**Texte:**
Matthias Fekl n’a pas manqué une occasion de le marteler avant de s’envoler pour le sommet des ministres européens du Commerce de Bratislava (23 et 24 septembre) : « La France va demander l’arrêt des négociations » du projet de traité de libre échange transatlantique, le TTIP (Transatlantic Trade and Investment Partnership) a-t-il déclaré hier matin 23 septembre, à l’ouverture des rencontres AfricaFrance 2016 parrainées par son ministère (notre photo).
S’exprimant devant un public de chefs d’entreprises et hommes d’affaires français et africains, le secrétaire d’Etat français au Commerce extérieur s’en est même pris pour la première fois à la pratique américaine de l’extraterritorialité des lois : « nous souhaitons des négociations d’égal à égal », « nous souhaitons, quand on parle de partenariat, que l’on n’applique pas de lois extraterritoriales ». Une référence explicite aux sanctions infligées par les tribunaux américains à des banques françaises et européennes pour avoir effectué des transactions jugées illégales au regard des embargos américains du seul fait qu’elles ont été faite en US dollar.
Une déclaration commune de douze fédérations professionnelles
Ce durcissement de la position française a suscité l’inquiétude des milieux d’affaires français qui ne veulent pas d’une rupture dans les discussions. Dans un communiqué commun publié le 23 septembre, 12 fédérations et organisations professionnelles se disent convaincues que ce traité pourrait être « une opportunité pour les entreprises françaises, et particulièrement les PME » appellent à une poursuite des négociations : « Les entreprises françaises de l’industrie, des services et du commerce, représentées ici par leurs organisations respectives, demandent la poursuite des négociations entre l’Union européenne et les Etats-Unis jusqu’à ce qu’elles atteignent des résultats ambitieux et équilibrés sur l’ensemble des chapitres » indique ce texte commun.

Données collectées:
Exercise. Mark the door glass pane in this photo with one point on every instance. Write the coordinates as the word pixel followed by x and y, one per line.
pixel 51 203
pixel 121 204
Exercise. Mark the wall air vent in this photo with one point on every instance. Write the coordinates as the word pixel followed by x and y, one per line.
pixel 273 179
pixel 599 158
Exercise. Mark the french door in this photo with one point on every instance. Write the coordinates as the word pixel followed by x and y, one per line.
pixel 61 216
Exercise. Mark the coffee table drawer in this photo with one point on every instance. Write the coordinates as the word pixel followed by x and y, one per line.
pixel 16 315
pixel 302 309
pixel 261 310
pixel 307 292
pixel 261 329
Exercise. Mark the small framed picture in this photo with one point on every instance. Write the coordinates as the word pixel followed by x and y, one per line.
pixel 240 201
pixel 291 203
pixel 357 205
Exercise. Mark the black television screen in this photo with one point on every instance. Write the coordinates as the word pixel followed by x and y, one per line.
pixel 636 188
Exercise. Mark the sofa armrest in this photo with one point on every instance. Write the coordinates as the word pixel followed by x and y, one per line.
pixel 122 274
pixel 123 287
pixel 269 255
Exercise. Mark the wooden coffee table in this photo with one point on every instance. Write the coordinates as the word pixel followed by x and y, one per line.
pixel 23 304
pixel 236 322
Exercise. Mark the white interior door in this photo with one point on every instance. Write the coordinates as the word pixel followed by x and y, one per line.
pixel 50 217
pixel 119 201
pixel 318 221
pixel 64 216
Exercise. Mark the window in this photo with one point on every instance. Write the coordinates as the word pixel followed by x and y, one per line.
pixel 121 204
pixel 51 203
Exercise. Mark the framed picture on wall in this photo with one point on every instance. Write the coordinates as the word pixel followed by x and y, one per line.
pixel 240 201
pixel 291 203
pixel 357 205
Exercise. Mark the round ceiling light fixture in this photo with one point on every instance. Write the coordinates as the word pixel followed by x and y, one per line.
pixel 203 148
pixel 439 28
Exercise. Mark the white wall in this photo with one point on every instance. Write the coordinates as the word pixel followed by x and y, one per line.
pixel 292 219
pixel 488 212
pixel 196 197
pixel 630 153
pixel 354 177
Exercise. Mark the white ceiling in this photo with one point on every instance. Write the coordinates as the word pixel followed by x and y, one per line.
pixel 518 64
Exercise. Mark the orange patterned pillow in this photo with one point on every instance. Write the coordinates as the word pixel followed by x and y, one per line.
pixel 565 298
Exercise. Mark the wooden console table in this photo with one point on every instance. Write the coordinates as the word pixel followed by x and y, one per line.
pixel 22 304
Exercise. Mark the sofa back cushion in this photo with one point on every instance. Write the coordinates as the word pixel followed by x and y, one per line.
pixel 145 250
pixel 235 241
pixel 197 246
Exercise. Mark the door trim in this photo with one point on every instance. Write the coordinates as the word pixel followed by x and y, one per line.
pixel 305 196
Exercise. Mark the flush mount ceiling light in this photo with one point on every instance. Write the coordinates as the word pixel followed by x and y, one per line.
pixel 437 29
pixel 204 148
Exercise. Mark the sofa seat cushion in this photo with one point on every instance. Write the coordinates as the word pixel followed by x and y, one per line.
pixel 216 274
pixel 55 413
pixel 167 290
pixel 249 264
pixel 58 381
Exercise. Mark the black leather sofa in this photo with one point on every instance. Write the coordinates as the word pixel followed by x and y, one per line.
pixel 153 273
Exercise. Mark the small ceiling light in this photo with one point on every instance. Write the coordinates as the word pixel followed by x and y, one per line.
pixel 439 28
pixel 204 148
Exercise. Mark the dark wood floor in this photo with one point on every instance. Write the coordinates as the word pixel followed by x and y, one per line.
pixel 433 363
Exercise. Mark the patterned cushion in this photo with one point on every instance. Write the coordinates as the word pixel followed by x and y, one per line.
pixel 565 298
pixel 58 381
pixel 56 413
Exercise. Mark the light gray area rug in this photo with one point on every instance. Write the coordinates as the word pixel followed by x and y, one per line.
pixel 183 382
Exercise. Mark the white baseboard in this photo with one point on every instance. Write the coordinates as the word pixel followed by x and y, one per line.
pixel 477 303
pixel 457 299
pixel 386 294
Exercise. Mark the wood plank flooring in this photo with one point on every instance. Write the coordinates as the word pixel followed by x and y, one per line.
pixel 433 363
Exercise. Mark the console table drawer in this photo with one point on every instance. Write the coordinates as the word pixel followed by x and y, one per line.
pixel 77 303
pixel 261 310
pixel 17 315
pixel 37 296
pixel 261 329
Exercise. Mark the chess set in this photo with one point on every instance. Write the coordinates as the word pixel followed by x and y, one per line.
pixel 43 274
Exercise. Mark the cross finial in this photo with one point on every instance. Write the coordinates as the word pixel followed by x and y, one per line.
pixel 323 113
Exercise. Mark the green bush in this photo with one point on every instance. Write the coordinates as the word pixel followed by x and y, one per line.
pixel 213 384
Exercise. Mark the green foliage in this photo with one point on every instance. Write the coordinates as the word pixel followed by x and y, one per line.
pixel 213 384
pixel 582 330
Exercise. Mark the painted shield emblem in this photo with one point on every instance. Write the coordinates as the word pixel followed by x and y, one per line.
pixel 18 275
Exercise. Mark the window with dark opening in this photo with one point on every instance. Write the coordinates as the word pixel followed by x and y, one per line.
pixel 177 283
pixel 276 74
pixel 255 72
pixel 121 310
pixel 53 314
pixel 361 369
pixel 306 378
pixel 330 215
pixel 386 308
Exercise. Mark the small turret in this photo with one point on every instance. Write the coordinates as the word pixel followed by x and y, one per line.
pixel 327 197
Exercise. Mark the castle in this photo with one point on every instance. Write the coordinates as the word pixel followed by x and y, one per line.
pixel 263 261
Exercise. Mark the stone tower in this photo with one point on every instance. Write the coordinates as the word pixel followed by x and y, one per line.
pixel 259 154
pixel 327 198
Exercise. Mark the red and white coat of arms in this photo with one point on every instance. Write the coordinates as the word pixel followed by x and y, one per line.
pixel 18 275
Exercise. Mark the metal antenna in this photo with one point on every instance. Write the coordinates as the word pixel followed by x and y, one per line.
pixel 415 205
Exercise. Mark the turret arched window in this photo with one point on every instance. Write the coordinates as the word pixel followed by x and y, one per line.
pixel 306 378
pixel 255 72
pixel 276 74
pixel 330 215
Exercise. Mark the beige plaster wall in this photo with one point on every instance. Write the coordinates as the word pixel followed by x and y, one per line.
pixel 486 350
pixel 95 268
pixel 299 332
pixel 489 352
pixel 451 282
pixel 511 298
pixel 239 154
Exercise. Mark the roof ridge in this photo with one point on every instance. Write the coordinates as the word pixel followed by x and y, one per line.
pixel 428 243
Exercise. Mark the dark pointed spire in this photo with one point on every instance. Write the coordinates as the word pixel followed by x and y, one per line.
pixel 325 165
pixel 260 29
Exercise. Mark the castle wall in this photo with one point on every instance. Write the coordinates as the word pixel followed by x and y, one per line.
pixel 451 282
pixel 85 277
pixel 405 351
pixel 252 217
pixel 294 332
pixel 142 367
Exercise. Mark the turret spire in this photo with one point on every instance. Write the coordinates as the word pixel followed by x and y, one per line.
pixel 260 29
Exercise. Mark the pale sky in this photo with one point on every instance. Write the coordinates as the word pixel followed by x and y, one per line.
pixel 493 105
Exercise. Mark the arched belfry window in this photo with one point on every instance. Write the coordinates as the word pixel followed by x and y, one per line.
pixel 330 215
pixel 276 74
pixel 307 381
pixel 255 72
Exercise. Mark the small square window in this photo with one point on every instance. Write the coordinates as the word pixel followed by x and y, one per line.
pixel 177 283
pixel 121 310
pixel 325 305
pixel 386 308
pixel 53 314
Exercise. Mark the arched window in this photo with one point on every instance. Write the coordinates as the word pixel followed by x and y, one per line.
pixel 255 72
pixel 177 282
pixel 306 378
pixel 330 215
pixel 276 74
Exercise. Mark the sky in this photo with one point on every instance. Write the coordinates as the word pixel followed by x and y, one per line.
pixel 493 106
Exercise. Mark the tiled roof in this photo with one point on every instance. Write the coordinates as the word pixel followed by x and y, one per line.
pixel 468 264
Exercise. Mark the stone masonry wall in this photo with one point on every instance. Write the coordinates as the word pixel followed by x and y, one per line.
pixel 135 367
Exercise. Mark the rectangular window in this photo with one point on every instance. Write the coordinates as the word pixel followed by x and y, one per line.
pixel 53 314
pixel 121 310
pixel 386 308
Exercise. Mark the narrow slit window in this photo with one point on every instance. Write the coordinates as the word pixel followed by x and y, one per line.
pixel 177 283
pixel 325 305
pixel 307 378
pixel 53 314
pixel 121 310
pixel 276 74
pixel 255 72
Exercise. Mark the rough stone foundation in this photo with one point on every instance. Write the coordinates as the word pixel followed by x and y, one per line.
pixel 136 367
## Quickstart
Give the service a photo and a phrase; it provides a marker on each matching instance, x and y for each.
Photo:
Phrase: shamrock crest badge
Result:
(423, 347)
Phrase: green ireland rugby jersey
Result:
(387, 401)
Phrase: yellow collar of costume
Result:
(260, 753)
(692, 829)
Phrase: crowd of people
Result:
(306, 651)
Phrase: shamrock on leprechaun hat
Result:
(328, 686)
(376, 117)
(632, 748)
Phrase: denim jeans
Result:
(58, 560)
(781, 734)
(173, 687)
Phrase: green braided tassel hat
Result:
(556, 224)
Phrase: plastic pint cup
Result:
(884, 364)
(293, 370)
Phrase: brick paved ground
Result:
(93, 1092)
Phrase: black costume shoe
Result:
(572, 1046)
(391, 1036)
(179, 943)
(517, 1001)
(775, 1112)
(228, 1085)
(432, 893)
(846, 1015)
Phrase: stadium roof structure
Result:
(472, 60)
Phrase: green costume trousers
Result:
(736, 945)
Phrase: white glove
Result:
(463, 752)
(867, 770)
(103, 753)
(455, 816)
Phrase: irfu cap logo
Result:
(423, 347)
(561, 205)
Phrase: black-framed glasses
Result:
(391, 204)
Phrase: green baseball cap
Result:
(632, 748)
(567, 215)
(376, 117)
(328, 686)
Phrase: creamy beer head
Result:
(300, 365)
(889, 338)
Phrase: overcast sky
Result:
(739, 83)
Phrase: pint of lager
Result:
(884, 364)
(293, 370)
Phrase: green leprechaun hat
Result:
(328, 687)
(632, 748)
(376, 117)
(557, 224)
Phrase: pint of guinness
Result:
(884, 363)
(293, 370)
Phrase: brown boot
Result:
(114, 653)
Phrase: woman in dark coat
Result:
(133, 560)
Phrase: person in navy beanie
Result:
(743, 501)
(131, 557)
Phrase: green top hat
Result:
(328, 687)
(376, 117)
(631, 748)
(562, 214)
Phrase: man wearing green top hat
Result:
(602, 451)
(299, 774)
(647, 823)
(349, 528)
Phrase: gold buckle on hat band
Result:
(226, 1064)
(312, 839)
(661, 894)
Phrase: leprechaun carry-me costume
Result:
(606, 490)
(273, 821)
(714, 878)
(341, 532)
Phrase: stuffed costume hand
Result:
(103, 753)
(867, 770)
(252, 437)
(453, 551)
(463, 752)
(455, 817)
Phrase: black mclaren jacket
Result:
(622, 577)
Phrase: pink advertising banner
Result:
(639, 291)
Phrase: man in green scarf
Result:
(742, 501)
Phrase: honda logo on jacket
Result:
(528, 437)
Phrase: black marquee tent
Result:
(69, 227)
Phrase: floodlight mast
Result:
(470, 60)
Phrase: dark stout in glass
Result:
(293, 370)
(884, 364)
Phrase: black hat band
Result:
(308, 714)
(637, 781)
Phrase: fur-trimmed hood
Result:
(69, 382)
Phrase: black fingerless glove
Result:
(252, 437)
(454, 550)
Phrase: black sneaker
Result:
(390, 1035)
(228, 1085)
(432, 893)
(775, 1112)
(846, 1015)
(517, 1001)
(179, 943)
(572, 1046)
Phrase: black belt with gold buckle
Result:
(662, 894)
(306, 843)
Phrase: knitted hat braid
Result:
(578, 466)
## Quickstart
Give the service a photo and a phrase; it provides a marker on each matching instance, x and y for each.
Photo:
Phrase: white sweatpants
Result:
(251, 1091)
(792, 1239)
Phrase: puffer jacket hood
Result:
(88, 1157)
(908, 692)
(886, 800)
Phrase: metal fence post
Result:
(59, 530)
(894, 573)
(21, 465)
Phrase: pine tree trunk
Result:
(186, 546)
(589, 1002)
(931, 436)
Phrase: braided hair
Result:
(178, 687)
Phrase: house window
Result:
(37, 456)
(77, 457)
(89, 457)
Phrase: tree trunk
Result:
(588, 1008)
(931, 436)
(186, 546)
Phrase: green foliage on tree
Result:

**Consignes:**
(a) Extrayez du texte sur le TTIP le passage qui commence aux mots « S’exprimant devant un » et s'arrête après « en US dollar. ».
(b) Comptez les lignes des entrées où figure le mot « foliage », puis indiquez seulement ce nombre.

**Réponses:**
(a)
S’exprimant devant un public de chefs d’entreprises et hommes d’affaires français et africains, le secrétaire d’Etat français au Commerce extérieur s’en est même pris pour la première fois à la pratique américaine de l’extraterritorialité des lois : « nous souhaitons des négociations d’égal à égal », « nous souhaitons, quand on parle de partenariat, que l’on n’applique pas de lois extraterritoriales ». Une référence explicite aux sanctions infligées par les tribunaux américains à des banques françaises et européennes pour avoir effectué des transactions jugées illégales au regard des embargos américains du seul fait qu’elles ont été faite en US dollar.

(b) 2